_Stored items_.
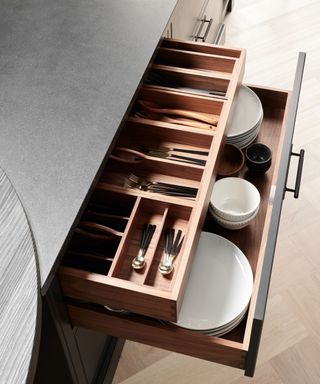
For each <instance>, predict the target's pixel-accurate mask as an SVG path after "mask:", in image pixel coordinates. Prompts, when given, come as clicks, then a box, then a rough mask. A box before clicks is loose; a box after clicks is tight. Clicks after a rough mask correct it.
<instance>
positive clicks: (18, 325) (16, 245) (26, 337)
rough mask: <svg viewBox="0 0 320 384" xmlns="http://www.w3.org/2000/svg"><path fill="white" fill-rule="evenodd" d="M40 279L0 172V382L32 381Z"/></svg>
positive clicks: (5, 176)
mask: <svg viewBox="0 0 320 384" xmlns="http://www.w3.org/2000/svg"><path fill="white" fill-rule="evenodd" d="M39 316H40V304H39V280H38V270H37V262H36V254H35V248H34V243H33V238H32V234H31V230H30V227H29V223H28V220H27V218H26V215H25V212H24V209H23V207H22V205H21V202H20V200H19V198H18V196H17V194H16V192H15V190H14V188H13V186H12V184H11V183H10V181H9V179H8V178H7V176H6V175H5V173H4V172H3V171H2V170H1V169H0V382H1V383H5V384H10V383H12V384H18V383H25V382H27V381H28V382H31V381H32V376H33V374H34V369H35V362H36V360H37V353H38V347H39V345H38V342H39V333H40V326H39V321H40V317H39Z"/></svg>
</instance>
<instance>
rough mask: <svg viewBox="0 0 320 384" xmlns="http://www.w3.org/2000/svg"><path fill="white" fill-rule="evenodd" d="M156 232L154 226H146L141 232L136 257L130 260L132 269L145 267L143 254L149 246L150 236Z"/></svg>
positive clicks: (136, 268)
mask: <svg viewBox="0 0 320 384" xmlns="http://www.w3.org/2000/svg"><path fill="white" fill-rule="evenodd" d="M155 230H156V225H154V224H147V225H145V227H144V228H143V230H142V234H141V240H140V246H139V252H138V255H137V256H136V257H135V258H134V259H133V260H132V263H131V266H132V268H133V269H142V268H143V267H144V266H145V263H146V262H145V259H144V257H145V254H146V252H147V250H148V247H149V245H150V242H151V239H152V236H153V234H154V232H155Z"/></svg>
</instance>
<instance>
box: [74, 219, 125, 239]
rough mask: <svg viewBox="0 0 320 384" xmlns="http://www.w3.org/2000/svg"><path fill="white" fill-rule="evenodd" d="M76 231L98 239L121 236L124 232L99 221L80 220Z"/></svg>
mask: <svg viewBox="0 0 320 384" xmlns="http://www.w3.org/2000/svg"><path fill="white" fill-rule="evenodd" d="M75 232H76V233H78V234H80V235H83V236H86V237H90V238H92V239H98V240H99V239H100V240H108V239H111V238H112V237H113V236H116V237H121V236H122V235H123V232H120V231H116V230H115V229H113V228H110V227H107V226H105V225H102V224H98V223H92V222H90V221H80V223H79V225H78V227H77V228H76V230H75Z"/></svg>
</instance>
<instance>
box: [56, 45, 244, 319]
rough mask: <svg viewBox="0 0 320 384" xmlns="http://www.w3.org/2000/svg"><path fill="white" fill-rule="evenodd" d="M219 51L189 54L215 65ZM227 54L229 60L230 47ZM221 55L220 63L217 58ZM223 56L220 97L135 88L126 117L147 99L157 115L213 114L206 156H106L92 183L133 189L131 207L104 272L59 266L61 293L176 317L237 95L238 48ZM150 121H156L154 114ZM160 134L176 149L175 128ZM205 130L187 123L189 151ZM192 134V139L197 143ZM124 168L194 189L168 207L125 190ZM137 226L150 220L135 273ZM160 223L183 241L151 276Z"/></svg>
mask: <svg viewBox="0 0 320 384" xmlns="http://www.w3.org/2000/svg"><path fill="white" fill-rule="evenodd" d="M191 45H192V44H191ZM202 47H203V49H204V50H210V49H212V46H211V45H206V44H202ZM185 48H186V47H185ZM220 49H221V51H222V54H223V55H227V53H228V49H224V48H223V49H222V48H219V47H214V52H215V55H208V54H206V53H204V54H200V53H199V54H198V53H197V56H200V57H201V60H202V59H203V57H207V56H208V57H209V58H210V61H212V62H213V63H214V62H216V61H217V62H220V59H219V56H218V55H219V51H220ZM189 51H192V48H189ZM230 51H231V57H232V56H233V55H234V50H230ZM179 52H180V51H179V50H178V54H180V53H179ZM222 60H223V61H224V60H225V57H224V56H223V58H222ZM229 60H231V62H232V68H231V69H230V72H232V76H231V78H230V80H229V81H228V89H227V91H226V98H225V99H224V100H218V99H216V98H215V97H211V96H203V95H198V94H196V93H195V94H191V93H184V92H181V91H177V90H171V89H168V88H166V87H151V86H142V87H141V89H140V90H139V93H138V95H137V99H136V103H135V106H134V107H133V108H132V110H131V112H130V115H134V111H135V108H138V107H139V105H144V104H148V103H150V102H151V103H153V102H155V104H156V105H157V109H156V110H157V111H158V110H159V108H160V110H161V111H164V113H165V114H166V113H167V112H168V110H169V111H173V110H175V112H174V114H177V110H179V114H181V109H182V110H183V112H184V113H188V114H192V115H193V116H194V114H196V116H199V114H201V116H202V115H203V114H210V116H211V115H212V113H213V114H217V115H218V117H219V121H218V123H217V129H216V131H215V132H216V135H215V137H214V140H212V137H208V143H211V145H210V144H207V148H208V146H209V145H210V148H208V149H209V150H208V152H209V154H208V157H207V158H206V164H205V166H192V167H191V166H190V165H189V164H188V163H174V162H171V163H170V161H167V162H165V161H163V159H162V158H161V159H158V158H157V159H155V160H154V159H147V160H146V159H144V161H142V162H138V163H136V164H132V163H131V164H130V167H128V164H127V163H124V162H123V161H119V158H115V157H113V158H109V159H108V161H107V164H106V167H105V168H104V170H103V173H102V177H101V179H100V182H99V183H98V186H97V188H98V189H101V188H104V189H107V190H109V191H111V190H113V191H115V189H114V188H115V187H118V188H120V193H121V194H122V195H125V194H127V193H135V194H136V195H137V196H138V198H140V200H139V203H137V204H136V206H135V208H134V209H133V210H132V212H131V216H130V219H129V221H128V224H127V227H126V230H125V231H124V234H123V236H122V239H121V241H120V243H119V246H118V249H117V251H116V253H115V256H114V259H113V261H112V265H111V268H110V271H109V272H108V271H106V272H105V275H106V274H107V276H105V275H100V276H99V275H98V274H94V273H89V272H88V271H87V270H86V269H84V268H81V267H82V266H81V267H78V270H77V269H75V268H74V269H72V268H69V267H68V266H64V267H61V268H60V269H59V271H58V274H59V277H60V281H61V285H62V289H63V292H64V295H65V296H67V297H70V298H75V299H83V300H87V301H89V302H92V303H96V304H103V305H108V306H111V307H117V308H124V309H126V310H129V311H130V312H135V313H140V314H143V315H146V316H151V317H157V318H158V317H159V318H161V319H164V320H170V321H177V314H178V312H179V309H180V306H181V302H182V297H183V293H184V291H185V287H186V284H187V281H188V277H189V274H190V270H191V264H192V259H193V257H194V251H195V249H196V246H197V242H198V239H199V236H200V232H201V228H202V226H203V222H204V220H205V216H206V212H207V209H208V204H209V198H210V195H211V191H212V188H213V182H214V180H215V177H216V161H217V157H218V153H219V150H220V143H221V142H222V141H223V140H224V136H225V130H226V127H227V124H228V122H229V119H230V115H231V114H230V111H231V107H232V104H233V100H234V98H235V97H236V94H237V92H238V88H239V83H240V82H241V81H242V76H243V67H244V64H245V50H239V52H238V55H237V58H236V59H234V58H232V59H229ZM194 72H196V71H194ZM201 75H202V71H201V73H200V76H201ZM213 76H214V74H213ZM148 105H149V104H148ZM148 108H150V107H148ZM153 108H154V107H152V108H151V110H153ZM207 117H208V116H207ZM147 120H149V119H147ZM150 120H151V119H150ZM153 120H154V121H155V122H157V121H158V118H157V115H156V117H154V119H153ZM207 122H208V121H207ZM124 124H125V128H124V130H123V131H124V137H122V132H120V135H119V139H118V140H119V142H120V143H123V142H124V141H125V140H126V138H127V137H128V124H127V123H126V122H125V123H124ZM129 124H130V122H129ZM168 125H169V124H168ZM147 126H148V127H152V126H153V124H152V122H151V121H150V122H149V123H148V125H147ZM144 128H146V125H145V124H142V125H141V126H140V127H139V131H140V132H143V130H144ZM169 128H170V125H169ZM151 132H153V133H151V134H152V135H154V136H156V135H157V130H156V128H155V127H153V130H152V131H151ZM164 132H165V133H166V134H167V136H166V140H172V139H171V136H173V137H174V138H175V140H176V142H177V146H179V145H180V143H181V145H185V144H186V142H185V141H184V139H183V135H181V140H178V137H177V136H178V132H177V131H176V129H175V126H174V125H173V124H172V126H171V129H164ZM206 132H207V131H205V130H203V129H199V128H195V127H194V128H193V132H192V133H191V132H188V134H187V135H188V136H189V139H187V141H189V140H190V138H191V137H192V138H193V149H195V148H196V147H198V146H199V145H200V144H201V143H203V137H204V134H205V133H206ZM198 135H199V140H197V136H198ZM161 136H162V137H163V136H164V133H162V134H160V137H161ZM137 139H138V140H139V145H140V146H141V145H142V146H146V143H148V142H150V141H149V140H150V132H149V133H148V134H147V139H146V142H144V135H143V134H141V135H140V136H139V137H138V136H137V135H136V142H137ZM132 144H133V143H130V142H129V143H128V144H127V145H128V146H129V147H131V148H132ZM194 145H195V146H196V147H195V146H194ZM120 146H121V144H120V145H119V144H118V143H117V142H116V143H115V148H116V147H120ZM158 146H159V142H158V143H157V144H156V147H158ZM130 173H133V174H135V175H138V176H139V177H142V178H144V179H146V180H149V181H151V182H156V183H158V182H165V183H171V184H176V185H182V186H187V187H193V188H194V189H195V190H196V195H195V196H194V197H192V198H190V199H189V198H184V197H182V196H174V197H175V201H176V204H172V200H171V201H170V199H169V197H168V196H166V195H165V194H161V193H153V194H152V193H148V192H147V191H145V190H143V189H140V188H134V189H133V188H129V187H127V186H126V185H123V184H124V180H125V179H126V178H127V177H128V176H129V174H130ZM121 188H122V190H121ZM151 195H153V197H154V200H151V199H149V198H148V197H149V196H150V197H151ZM157 195H158V196H157ZM171 197H172V196H171ZM137 201H138V200H137ZM190 204H192V209H190V208H189V207H190ZM145 223H152V224H153V225H156V227H157V229H156V232H155V234H154V236H153V238H152V240H151V243H150V247H149V248H148V251H147V253H146V256H145V261H146V266H145V267H144V268H143V269H141V270H140V271H139V273H137V272H136V271H134V270H133V268H132V265H131V264H132V260H133V259H134V258H135V257H136V255H137V254H138V252H139V247H140V245H139V243H140V238H141V230H142V228H143V225H144V224H145ZM166 228H174V229H175V230H178V229H180V230H181V231H182V235H183V236H184V242H183V248H182V249H181V252H180V253H179V258H178V260H177V261H175V267H174V270H173V273H172V274H170V275H167V276H165V277H164V276H163V275H161V274H159V271H158V267H159V262H160V261H161V259H162V258H163V255H164V248H165V247H164V244H165V241H164V234H165V230H166ZM72 241H73V239H72V240H71V242H72ZM76 268H77V266H76Z"/></svg>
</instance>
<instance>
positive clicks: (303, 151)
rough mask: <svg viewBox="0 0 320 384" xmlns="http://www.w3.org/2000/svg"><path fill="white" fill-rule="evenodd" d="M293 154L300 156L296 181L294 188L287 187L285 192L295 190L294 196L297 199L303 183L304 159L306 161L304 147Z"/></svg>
mask: <svg viewBox="0 0 320 384" xmlns="http://www.w3.org/2000/svg"><path fill="white" fill-rule="evenodd" d="M291 156H298V157H299V162H298V168H297V175H296V183H295V186H294V188H287V187H286V189H285V192H293V197H294V198H295V199H297V198H298V197H299V192H300V185H301V177H302V168H303V161H304V149H301V150H300V152H299V153H296V152H291Z"/></svg>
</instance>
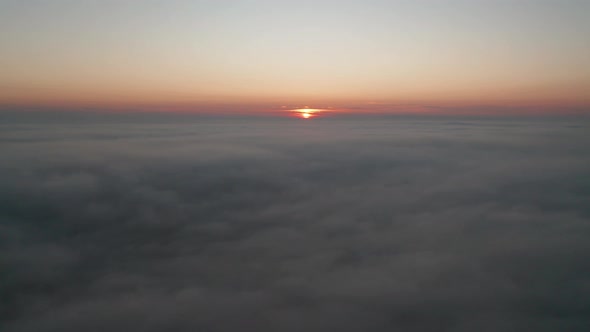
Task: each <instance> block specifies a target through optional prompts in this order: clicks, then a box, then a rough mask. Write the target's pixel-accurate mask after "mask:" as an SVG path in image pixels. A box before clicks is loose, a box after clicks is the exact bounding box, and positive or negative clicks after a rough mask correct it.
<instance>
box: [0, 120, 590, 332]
mask: <svg viewBox="0 0 590 332" xmlns="http://www.w3.org/2000/svg"><path fill="white" fill-rule="evenodd" d="M21 116H22V115H21ZM87 116H90V115H87ZM31 119H32V120H31ZM48 119H49V120H48ZM166 119H167V121H162V119H155V120H153V121H152V120H150V119H142V120H140V117H139V116H138V117H137V118H133V116H129V119H128V121H122V120H121V119H120V118H117V117H114V118H108V117H105V118H100V117H97V118H93V119H91V120H85V118H84V117H81V118H79V119H77V120H75V121H74V120H72V119H69V118H68V117H67V116H66V117H63V116H62V117H58V116H54V117H49V118H43V117H32V118H30V119H29V120H27V121H24V120H15V119H10V117H4V118H3V120H4V121H3V123H2V125H1V130H0V142H1V143H0V144H1V147H2V157H1V159H2V162H1V163H0V251H1V253H2V254H1V256H0V265H1V268H0V271H1V272H0V294H2V295H1V298H2V300H1V301H0V326H2V329H3V331H6V332H17V331H18V332H29V331H30V332H33V331H35V332H45V331H56V332H57V331H60V332H61V331H64V332H67V331H89V332H93V331H113V332H118V331H130V330H133V331H154V332H155V331H221V332H225V331H236V330H243V331H279V332H281V331H428V332H430V331H494V332H497V331H525V330H527V331H587V330H588V328H589V327H590V263H589V262H590V241H588V239H589V236H590V205H589V204H588V202H589V199H590V169H589V167H588V166H589V165H590V150H588V148H587V142H588V141H589V139H590V134H589V133H590V131H589V130H588V123H587V122H585V121H572V120H567V119H555V118H553V119H521V120H515V119H511V120H507V119H495V120H492V119H488V120H484V119H469V118H447V119H436V120H435V119H412V118H380V119H373V120H371V119H355V120H354V121H353V120H350V119H335V118H331V119H321V118H318V119H315V120H313V121H307V122H305V121H303V120H294V119H252V118H251V119H245V118H237V117H236V118H225V119H207V120H204V119H203V118H198V119H197V118H195V119H193V118H190V117H187V118H182V119H178V120H174V119H173V118H172V117H171V116H169V117H167V118H166Z"/></svg>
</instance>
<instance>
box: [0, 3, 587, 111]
mask: <svg viewBox="0 0 590 332" xmlns="http://www.w3.org/2000/svg"><path fill="white" fill-rule="evenodd" d="M0 22H2V23H1V25H2V28H1V29H0V48H1V52H0V53H1V56H0V106H3V107H12V108H22V109H26V108H27V107H32V106H34V107H53V108H55V107H64V108H71V107H74V108H76V107H95V108H105V109H129V108H135V109H163V110H165V109H171V110H172V109H174V110H178V109H180V110H187V111H191V110H192V111H230V110H231V111H233V110H235V111H250V112H254V111H269V110H276V109H281V108H288V109H290V108H298V107H304V106H310V107H313V108H328V107H329V108H331V109H333V110H343V111H357V112H369V111H383V112H403V111H408V112H424V111H429V110H434V109H439V110H443V111H444V110H471V109H473V110H482V109H493V110H500V111H501V110H504V111H506V112H518V111H519V110H526V111H532V112H535V111H539V112H567V111H572V110H574V111H581V112H586V111H590V1H587V0H553V1H549V0H513V1H503V0H487V1H484V0H481V1H473V0H464V1H459V0H457V1H450V0H449V1H436V0H432V1H426V0H412V1H410V0H408V1H393V0H387V1H386V0H362V1H361V0H358V1H327V0H326V1H319V0H315V1H291V0H284V1H281V0H274V1H271V0H268V1H264V0H246V1H220V0H203V1H180V0H167V1H148V0H146V1H131V0H128V1H123V0H120V1H109V0H104V1H98V0H96V1H82V0H72V1H64V0H54V1H40V0H29V1H22V0H3V1H0Z"/></svg>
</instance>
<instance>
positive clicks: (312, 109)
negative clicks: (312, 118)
mask: <svg viewBox="0 0 590 332" xmlns="http://www.w3.org/2000/svg"><path fill="white" fill-rule="evenodd" d="M322 111H323V110H321V109H316V108H309V107H306V108H297V109H294V110H291V112H293V113H295V114H296V115H297V116H298V117H300V118H302V119H311V118H313V117H316V116H318V114H319V113H321V112H322Z"/></svg>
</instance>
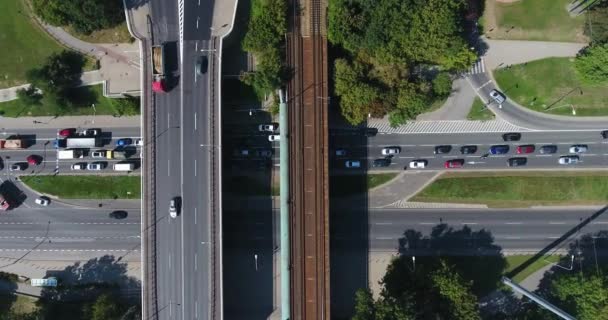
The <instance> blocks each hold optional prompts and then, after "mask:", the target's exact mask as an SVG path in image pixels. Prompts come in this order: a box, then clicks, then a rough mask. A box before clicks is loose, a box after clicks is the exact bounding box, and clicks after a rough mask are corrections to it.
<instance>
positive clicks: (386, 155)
mask: <svg viewBox="0 0 608 320" xmlns="http://www.w3.org/2000/svg"><path fill="white" fill-rule="evenodd" d="M400 152H401V148H399V147H386V148H383V149H382V155H383V156H394V155H397V154H399V153H400Z"/></svg>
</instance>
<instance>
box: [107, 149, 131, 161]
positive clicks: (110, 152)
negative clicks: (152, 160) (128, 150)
mask: <svg viewBox="0 0 608 320" xmlns="http://www.w3.org/2000/svg"><path fill="white" fill-rule="evenodd" d="M106 158H108V159H123V160H124V159H126V158H128V157H127V153H126V152H125V151H123V150H110V151H108V152H106Z"/></svg>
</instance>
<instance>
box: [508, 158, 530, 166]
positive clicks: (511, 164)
mask: <svg viewBox="0 0 608 320" xmlns="http://www.w3.org/2000/svg"><path fill="white" fill-rule="evenodd" d="M526 163H528V158H524V157H518V158H511V159H509V160H507V166H509V167H521V166H525V165H526Z"/></svg>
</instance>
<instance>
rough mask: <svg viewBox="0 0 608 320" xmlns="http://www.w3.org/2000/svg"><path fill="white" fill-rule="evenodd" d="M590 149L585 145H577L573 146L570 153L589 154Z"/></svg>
mask: <svg viewBox="0 0 608 320" xmlns="http://www.w3.org/2000/svg"><path fill="white" fill-rule="evenodd" d="M587 150H588V148H587V146H586V145H584V144H575V145H573V146H571V147H570V153H576V154H579V153H585V152H587Z"/></svg>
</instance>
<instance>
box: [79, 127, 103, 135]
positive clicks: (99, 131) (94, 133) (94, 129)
mask: <svg viewBox="0 0 608 320" xmlns="http://www.w3.org/2000/svg"><path fill="white" fill-rule="evenodd" d="M100 133H101V129H83V130H82V131H81V132H80V134H81V135H83V136H89V137H95V136H98V135H99V134H100Z"/></svg>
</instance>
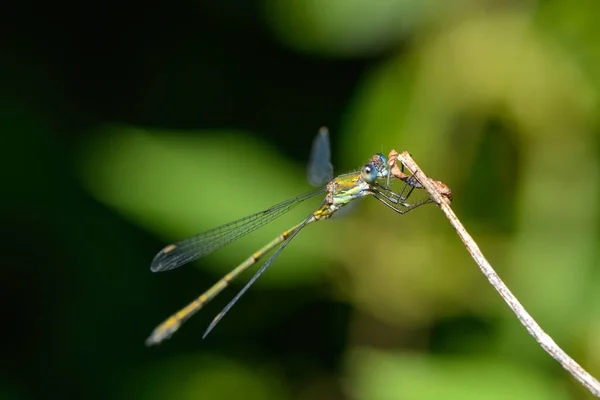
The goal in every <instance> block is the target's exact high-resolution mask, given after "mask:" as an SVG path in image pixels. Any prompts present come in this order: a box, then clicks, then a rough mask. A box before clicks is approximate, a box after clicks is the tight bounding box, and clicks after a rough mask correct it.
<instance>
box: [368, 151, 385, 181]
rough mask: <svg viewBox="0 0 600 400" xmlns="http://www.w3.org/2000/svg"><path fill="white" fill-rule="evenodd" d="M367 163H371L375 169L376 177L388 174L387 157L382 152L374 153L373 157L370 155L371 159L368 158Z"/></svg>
mask: <svg viewBox="0 0 600 400" xmlns="http://www.w3.org/2000/svg"><path fill="white" fill-rule="evenodd" d="M369 164H371V165H373V166H374V167H375V169H376V170H377V178H383V177H386V176H388V174H389V172H390V171H389V169H388V165H387V157H386V156H384V155H383V154H381V153H377V154H375V155H374V156H373V157H371V160H369Z"/></svg>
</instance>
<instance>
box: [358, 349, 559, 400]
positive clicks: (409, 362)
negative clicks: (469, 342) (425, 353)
mask: <svg viewBox="0 0 600 400" xmlns="http://www.w3.org/2000/svg"><path fill="white" fill-rule="evenodd" d="M348 369H349V374H350V380H349V381H350V382H351V383H350V390H351V392H352V393H353V398H355V399H368V400H395V399H402V400H411V399H415V400H429V399H431V400H438V399H445V400H453V399H457V400H470V399H472V400H496V399H497V400H505V399H527V400H538V399H539V400H560V399H568V398H569V396H568V393H567V392H566V390H565V389H564V388H563V387H561V385H560V384H556V380H555V379H554V378H553V377H552V376H545V375H543V374H542V373H540V372H538V371H537V370H535V367H534V366H531V367H528V366H527V365H523V364H515V363H508V362H506V361H505V360H502V359H492V358H490V359H477V358H474V357H464V358H462V357H451V356H431V355H430V356H421V355H418V354H403V353H395V354H392V353H388V352H384V351H378V350H371V349H362V350H359V351H355V352H354V353H352V355H351V356H350V357H349V363H348ZM565 373H566V372H565Z"/></svg>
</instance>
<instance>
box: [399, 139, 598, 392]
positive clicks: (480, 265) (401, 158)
mask: <svg viewBox="0 0 600 400" xmlns="http://www.w3.org/2000/svg"><path fill="white" fill-rule="evenodd" d="M397 160H398V161H400V162H401V163H402V165H403V166H404V167H405V168H406V169H408V170H409V171H410V172H411V173H412V174H413V176H415V177H416V178H417V180H418V181H419V182H420V183H421V184H422V185H423V188H424V189H425V190H427V192H429V194H430V195H431V198H432V199H433V201H434V202H435V203H436V204H437V205H438V206H439V207H440V208H441V209H442V211H443V212H444V214H445V215H446V218H448V221H450V224H451V225H452V226H453V227H454V229H456V233H457V234H458V236H459V237H460V239H461V240H462V241H463V243H464V244H465V246H466V247H467V250H468V251H469V253H470V254H471V257H473V260H475V262H476V263H477V265H478V266H479V268H480V269H481V272H483V274H484V275H485V277H486V278H487V279H488V281H490V283H491V284H492V286H493V287H494V289H496V291H497V292H498V293H499V294H500V296H501V297H502V298H503V299H504V301H505V302H506V304H508V306H509V307H510V309H511V310H512V311H513V312H514V313H515V314H516V316H517V318H518V319H519V321H521V324H523V326H524V327H525V328H526V329H527V332H529V334H530V335H531V336H533V338H534V339H535V340H536V341H537V342H538V343H539V344H540V346H541V347H542V348H543V349H544V350H545V351H546V352H547V353H548V354H550V356H551V357H552V358H554V359H555V360H556V361H558V362H559V363H560V365H562V367H563V368H564V369H566V370H567V371H569V372H570V373H571V375H573V376H574V377H575V379H577V380H578V381H579V382H581V384H582V385H583V386H585V387H586V388H587V389H588V390H589V391H590V392H591V393H592V394H593V395H595V396H596V397H600V382H598V380H596V378H594V377H593V376H592V375H590V374H589V373H588V372H587V371H586V370H585V369H583V368H582V367H581V366H580V365H579V364H577V362H575V360H573V359H572V358H571V357H569V355H568V354H567V353H565V352H564V351H563V350H562V349H561V348H560V347H559V346H558V345H557V344H556V343H555V342H554V340H552V338H551V337H550V336H549V335H548V334H547V333H546V332H544V331H543V329H542V328H541V327H540V326H539V325H538V323H537V322H535V320H534V319H533V317H532V316H531V315H529V313H528V312H527V311H526V310H525V308H524V307H523V306H522V305H521V303H520V302H519V300H517V298H516V297H515V296H514V295H513V294H512V292H511V291H510V290H509V289H508V287H507V286H506V285H505V284H504V282H502V279H500V277H499V276H498V274H497V273H496V271H494V269H493V268H492V266H491V265H490V263H489V262H488V261H487V260H486V259H485V257H484V256H483V253H481V250H479V247H478V246H477V244H476V243H475V241H474V240H473V238H472V237H471V236H470V235H469V234H468V233H467V230H466V229H465V227H464V226H463V225H462V223H461V222H460V221H459V219H458V217H457V216H456V214H454V212H453V211H452V208H450V199H451V195H448V193H450V191H449V189H448V188H447V187H446V186H445V185H444V184H442V183H441V182H437V181H433V180H431V179H429V178H428V177H427V176H426V175H425V174H424V173H423V172H422V170H421V169H420V168H419V166H418V165H417V164H416V163H415V162H414V160H413V159H412V157H411V156H410V154H408V153H407V152H403V153H402V154H398V153H397V152H396V151H395V150H392V151H391V152H390V155H389V162H390V165H391V166H392V174H394V175H395V176H396V177H397V178H399V179H406V177H407V175H406V174H403V173H402V171H400V169H399V168H398V166H397V165H396V164H397V162H396V161H397Z"/></svg>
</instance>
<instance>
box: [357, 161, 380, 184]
mask: <svg viewBox="0 0 600 400" xmlns="http://www.w3.org/2000/svg"><path fill="white" fill-rule="evenodd" d="M360 176H361V177H362V178H363V179H364V180H365V181H367V182H369V183H371V182H373V181H375V179H377V168H375V167H374V166H373V164H367V165H365V166H364V167H362V169H361V170H360Z"/></svg>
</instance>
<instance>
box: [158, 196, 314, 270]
mask: <svg viewBox="0 0 600 400" xmlns="http://www.w3.org/2000/svg"><path fill="white" fill-rule="evenodd" d="M325 191H326V188H319V189H317V190H313V191H312V192H308V193H305V194H302V195H300V196H297V197H294V198H293V199H290V200H287V201H284V202H282V203H279V204H277V205H274V206H273V207H271V208H268V209H266V210H264V211H261V212H258V213H256V214H252V215H249V216H247V217H244V218H241V219H238V220H237V221H233V222H230V223H228V224H225V225H221V226H219V227H217V228H213V229H211V230H208V231H205V232H202V233H199V234H197V235H194V236H192V237H189V238H187V239H184V240H181V241H179V242H177V243H174V244H170V245H168V246H166V247H165V248H164V249H162V250H161V251H160V252H159V253H158V254H157V255H156V256H155V257H154V260H152V265H151V266H150V269H151V270H152V271H154V272H158V271H167V270H170V269H174V268H178V267H181V266H182V265H184V264H187V263H189V262H191V261H194V260H197V259H199V258H201V257H204V256H206V255H208V254H210V253H212V252H214V251H216V250H217V249H219V248H221V247H223V246H226V245H228V244H229V243H231V242H233V241H235V240H238V239H240V238H241V237H243V236H245V235H247V234H248V233H250V232H252V231H254V230H255V229H257V228H260V227H261V226H263V225H265V224H267V223H269V222H271V221H273V220H274V219H275V218H277V217H280V216H281V215H283V214H285V213H287V212H288V211H290V210H291V209H292V208H294V207H296V206H297V205H298V204H300V203H301V202H303V201H304V200H307V199H310V198H312V197H315V196H317V195H319V194H323V193H325Z"/></svg>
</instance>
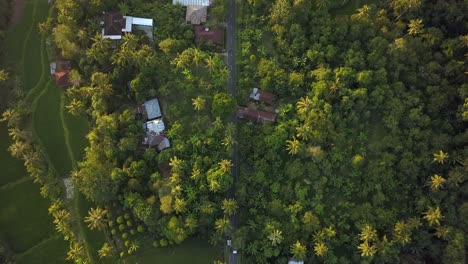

_Job_.
Transcribe the records word for word, from their very beginning through the line containing "positive clicks: (5, 176)", including that line. Leave the pictures out.

_Answer for this exercise_.
For each <instance>, predict the target's pixel-accurate mask as an SVG path after "mask:", in image pixel coordinates. Prompts, when given, come as clicks, then a box, then a rough mask. A box before clicks is loose; a box after clicks is tight. Clicks after a rough mask correct it.
<instance>
positive clicks: (18, 325) (16, 245) (26, 337)
rough mask: <svg viewBox="0 0 320 384" xmlns="http://www.w3.org/2000/svg"><path fill="white" fill-rule="evenodd" d="M40 279L0 172V382L32 381Z"/></svg>
positive clicks: (5, 176)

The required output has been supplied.